CONSIGNE 1 — D'après le texte sur la laïcité à Genève, depuis quelle année la procession de la Fête-Dieu n'avait-elle jamais posé de difficulté ?
CONSIGNE 2 — Poursuivez le texte sur la loi genevoise sur la laïcité après sa dernière phrase.

EXTRAIT DU TEXTE —
————

Pas de baptêmes dans le lac pour les uns, pas de procession de la Fête-Dieu pour les autres : Les expressions de la foi et les théologies diffèrent fortement, mais le verdict est le même. Faute de soumission totale à l’État, concrétisée par la signature d’une déclaration d’engagement aux accents progressistes, de modestes expressions de la foi dans l’espace public sont définitivement interdites à Genève. « Christian pride », la procession n’avait pourtant jamais suscité de difficulté depuis 1993… Jusqu’à ce que la nouvelle loi genevoise sur la laïcité produise ses effets

« La religion est désormais a priori suspecte », s’indigne l’Abbé Jean de Loÿe, de l’oratoire Saint-Joseph de la Fraternité Saint-Pie X (FSSPX). Peu coutumier du fait, le jeune prêtre n’y va pas avec le dos de la cuillère pour dénoncer la décision du TF dans un courrier envoyé aux médias. Dans son message, il dénonce une déclaration d’engagement qui empêcherait, de facto, l’Église catholique de faire état de ses positions au sujet des « actes homosexuels » ou de l’avortement. L’affirmation de la « primauté de l’ordre juridique suisse », sans précision ni nuance, est également attaquée dans son texte, une juste désobéissance civile motivée par la foi ayant parfois constitué un rempart précieux à la barbarie. Un argument pas très éloigné de ceux du pasteur Jean-René Moret dans nos colonnes encore récemment.

————

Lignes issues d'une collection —
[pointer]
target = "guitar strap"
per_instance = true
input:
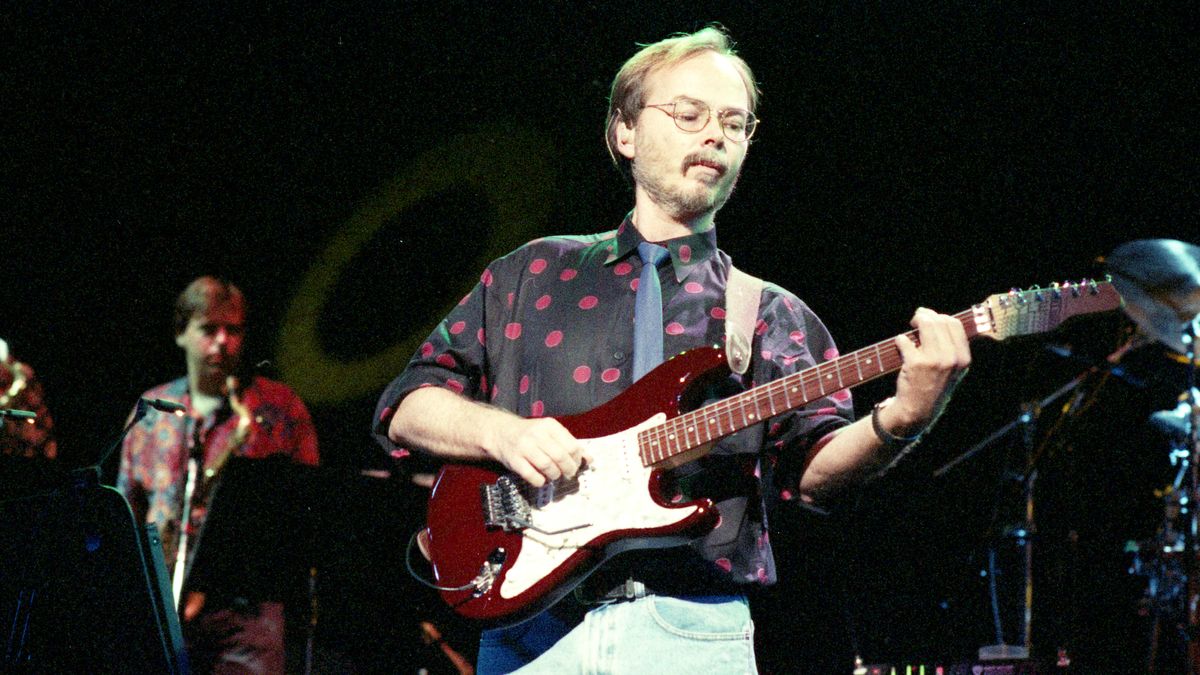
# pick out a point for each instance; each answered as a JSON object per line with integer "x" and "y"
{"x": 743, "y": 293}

————

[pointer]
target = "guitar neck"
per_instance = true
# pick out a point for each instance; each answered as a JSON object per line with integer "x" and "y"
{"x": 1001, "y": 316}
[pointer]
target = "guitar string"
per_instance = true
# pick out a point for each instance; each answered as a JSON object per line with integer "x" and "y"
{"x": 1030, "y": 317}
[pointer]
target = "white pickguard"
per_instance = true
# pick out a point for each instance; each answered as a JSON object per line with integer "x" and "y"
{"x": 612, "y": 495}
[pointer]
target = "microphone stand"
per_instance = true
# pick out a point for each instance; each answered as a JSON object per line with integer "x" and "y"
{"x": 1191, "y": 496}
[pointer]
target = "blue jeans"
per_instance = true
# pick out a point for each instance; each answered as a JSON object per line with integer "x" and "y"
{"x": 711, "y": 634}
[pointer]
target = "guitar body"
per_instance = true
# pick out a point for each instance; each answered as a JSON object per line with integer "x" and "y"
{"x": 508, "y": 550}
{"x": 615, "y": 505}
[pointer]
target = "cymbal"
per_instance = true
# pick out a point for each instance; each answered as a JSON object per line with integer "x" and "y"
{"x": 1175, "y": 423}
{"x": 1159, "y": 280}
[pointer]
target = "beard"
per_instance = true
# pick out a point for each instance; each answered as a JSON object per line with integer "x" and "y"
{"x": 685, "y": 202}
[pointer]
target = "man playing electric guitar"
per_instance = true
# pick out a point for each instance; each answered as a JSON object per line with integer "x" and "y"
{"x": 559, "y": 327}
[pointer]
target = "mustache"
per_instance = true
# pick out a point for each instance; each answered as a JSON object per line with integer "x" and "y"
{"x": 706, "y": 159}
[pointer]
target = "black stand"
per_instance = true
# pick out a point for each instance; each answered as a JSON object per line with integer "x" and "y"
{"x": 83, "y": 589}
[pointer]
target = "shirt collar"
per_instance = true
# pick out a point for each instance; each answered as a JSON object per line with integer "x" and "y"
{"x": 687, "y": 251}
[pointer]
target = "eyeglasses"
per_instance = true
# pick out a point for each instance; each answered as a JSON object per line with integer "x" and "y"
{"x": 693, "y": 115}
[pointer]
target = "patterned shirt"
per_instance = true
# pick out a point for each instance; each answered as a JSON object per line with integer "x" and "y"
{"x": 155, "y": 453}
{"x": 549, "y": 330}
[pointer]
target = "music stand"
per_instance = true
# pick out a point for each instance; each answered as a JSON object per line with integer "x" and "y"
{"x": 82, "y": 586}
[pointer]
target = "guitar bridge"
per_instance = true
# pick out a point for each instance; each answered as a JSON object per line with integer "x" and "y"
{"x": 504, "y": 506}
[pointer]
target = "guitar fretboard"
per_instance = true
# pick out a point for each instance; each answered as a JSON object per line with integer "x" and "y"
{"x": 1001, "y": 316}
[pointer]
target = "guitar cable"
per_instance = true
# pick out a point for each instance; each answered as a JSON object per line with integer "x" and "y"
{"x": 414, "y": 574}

————

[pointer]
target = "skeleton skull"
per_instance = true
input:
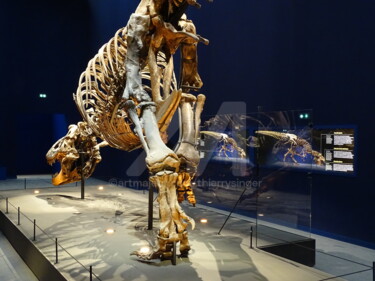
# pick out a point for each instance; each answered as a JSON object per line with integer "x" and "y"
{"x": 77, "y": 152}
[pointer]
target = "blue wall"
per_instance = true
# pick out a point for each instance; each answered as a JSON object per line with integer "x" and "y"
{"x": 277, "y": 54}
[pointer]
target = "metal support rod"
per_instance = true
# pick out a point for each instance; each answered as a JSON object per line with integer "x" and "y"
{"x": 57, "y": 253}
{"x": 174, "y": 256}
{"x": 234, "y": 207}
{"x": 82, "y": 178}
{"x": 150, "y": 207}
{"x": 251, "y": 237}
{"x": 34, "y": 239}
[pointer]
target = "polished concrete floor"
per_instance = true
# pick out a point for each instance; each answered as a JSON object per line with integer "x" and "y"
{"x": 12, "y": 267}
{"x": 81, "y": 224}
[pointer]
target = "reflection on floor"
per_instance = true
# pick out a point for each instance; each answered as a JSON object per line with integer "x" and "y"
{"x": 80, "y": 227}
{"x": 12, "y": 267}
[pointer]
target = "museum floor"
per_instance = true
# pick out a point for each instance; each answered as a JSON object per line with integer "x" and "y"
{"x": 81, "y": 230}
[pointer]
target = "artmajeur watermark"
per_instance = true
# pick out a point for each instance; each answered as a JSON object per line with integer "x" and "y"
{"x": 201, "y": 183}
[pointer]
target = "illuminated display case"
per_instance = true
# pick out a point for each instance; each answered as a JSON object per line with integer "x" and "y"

————

RÉPONSE 1 — Depuis 1993.

RÉPONSE 2 —
La FFSPX fera-t-elle recours auprès de la cour européenne des droits de l’homme ? Non, car en Suisse c’est au TF d’avoir le dernier mot au niveau juridique, à ses yeux, et pas une instance plus lointaine. Quant à la prochaine procession, elle se fera sur le parking de l’oratoire, comme depuis 2022. « Nous revendiquons une certaine filiation avec les catholiques genevois qui ont souffert durant le Kulturkampf au 19ème siècle, avec d’ailleurs une continuité des positions. »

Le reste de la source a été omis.